* [Directive]: Render every line of the rows below as one string in a JSON list, skipping blank lines and leaving out the pictures.

* [Material]:
------------

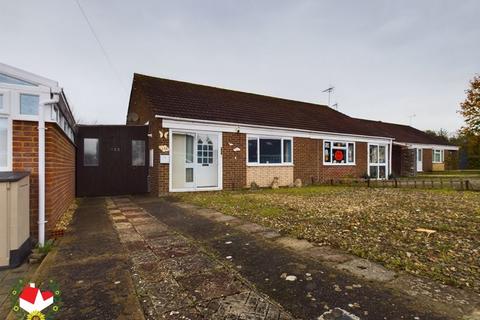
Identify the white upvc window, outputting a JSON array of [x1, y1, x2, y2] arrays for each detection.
[[247, 136, 293, 166], [323, 140, 356, 165], [432, 149, 444, 163]]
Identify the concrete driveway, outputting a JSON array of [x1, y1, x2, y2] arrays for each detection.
[[115, 197, 480, 319]]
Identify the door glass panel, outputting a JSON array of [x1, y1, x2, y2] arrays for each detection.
[[283, 139, 292, 163], [185, 168, 193, 182], [83, 138, 99, 167], [185, 135, 193, 163], [0, 118, 8, 167], [248, 138, 258, 162], [170, 133, 195, 189], [370, 166, 378, 179], [132, 140, 145, 167], [378, 166, 387, 179], [378, 146, 387, 163], [370, 145, 378, 163]]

------------

* [In response]:
[
  "Identify the white upvc window, outputting a JSON array of [x1, y1, x2, y2] arrays for each detection.",
  "[[247, 136, 293, 166], [323, 140, 356, 165], [432, 149, 444, 163]]",
  "Identify the concrete driveway, outputting a JSON array of [x1, y1, x2, y2] arrays for each detection.",
  "[[115, 197, 480, 319]]",
  "Identify the door glass panel, outputting a JSON array of [x1, y1, x2, y2] arrays for each detection.",
  "[[283, 139, 292, 163], [185, 168, 193, 182], [83, 138, 99, 167], [185, 135, 193, 163], [0, 118, 8, 167], [248, 138, 258, 162], [170, 133, 195, 189], [370, 166, 378, 179], [132, 140, 145, 167], [378, 166, 387, 179], [378, 146, 387, 163], [370, 145, 378, 163]]"
]